> _What you need to do_:
Put every line of the records below into a numbered list, leaving out any blank lines.

> _Given data_:
- - -
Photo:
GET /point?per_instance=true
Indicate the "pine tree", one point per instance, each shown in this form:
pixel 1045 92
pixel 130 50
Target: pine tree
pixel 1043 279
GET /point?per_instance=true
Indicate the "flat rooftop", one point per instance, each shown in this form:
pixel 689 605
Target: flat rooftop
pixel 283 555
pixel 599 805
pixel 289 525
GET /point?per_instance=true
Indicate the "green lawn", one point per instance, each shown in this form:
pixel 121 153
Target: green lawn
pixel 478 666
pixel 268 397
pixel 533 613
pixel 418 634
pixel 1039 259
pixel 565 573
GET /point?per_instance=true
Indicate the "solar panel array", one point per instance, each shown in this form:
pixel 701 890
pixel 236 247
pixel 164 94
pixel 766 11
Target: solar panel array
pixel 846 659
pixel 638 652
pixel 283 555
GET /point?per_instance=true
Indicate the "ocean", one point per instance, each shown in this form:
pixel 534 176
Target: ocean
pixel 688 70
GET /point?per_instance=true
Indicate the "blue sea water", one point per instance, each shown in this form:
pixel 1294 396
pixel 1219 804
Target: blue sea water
- - -
> _Solution for this exercise_:
1. Photo:
2. GET /point?per_instance=true
3. Indicate the "pine tree", one point per instance, each shown in this form:
4. pixel 1045 92
5. pixel 130 50
6. Target: pine tree
7. pixel 1043 279
8. GET /point?per_instance=true
9. Indicate the "flat rooftop", one point per instance, each shown in this form:
10. pixel 689 605
11. Target: flat rooftop
12. pixel 283 555
13. pixel 599 805
14. pixel 289 525
15. GET /point?per_instance=true
16. Indicate the "green lawn", one point per instance, each shown in this form:
17. pixel 121 153
18. Target: green lawn
19. pixel 478 666
20. pixel 268 397
21. pixel 533 613
22. pixel 418 634
23. pixel 1039 259
24. pixel 565 573
25. GET /point?per_instance=true
26. Indicate the "solar panel array", one point per instance, each shown in this form:
27. pixel 701 890
28. pixel 236 247
29. pixel 164 94
30. pixel 766 11
31. Target: solar panel array
32. pixel 846 659
33. pixel 638 652
34. pixel 283 555
35. GET /point?per_instance=true
36. Indicate the "ocean", one point per instance, each shown in this form:
37. pixel 534 176
38. Target: ocean
39. pixel 688 70
40. GET /point?per_instance=true
41. Indicate the "blue sea water", one point per instance, each shown in this form:
42. pixel 1294 396
43. pixel 1219 804
44. Target: blue sea water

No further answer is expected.